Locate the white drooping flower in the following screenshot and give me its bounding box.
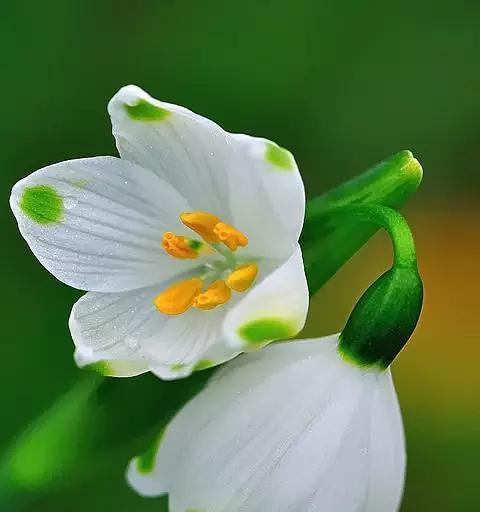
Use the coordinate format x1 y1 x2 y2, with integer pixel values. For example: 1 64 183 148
11 86 308 379
128 336 405 512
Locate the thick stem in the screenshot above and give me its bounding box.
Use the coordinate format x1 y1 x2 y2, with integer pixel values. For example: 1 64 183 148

━━━━━━━━━━━━━━━━━━━━

Write out all of the material above word for word, leaving out the pictures.

Locate the white drooping flower in the following screenshot and give me its bounding box.
Use the coordinate format x1 y1 x2 y2, with integer pixel values. For example: 1 64 183 148
11 86 308 379
128 336 405 512
Locate the thick stem in the screenshot above and give me its bounding box.
Use the coordinate format x1 y1 x2 y2, with integer pixel values. For example: 1 64 183 148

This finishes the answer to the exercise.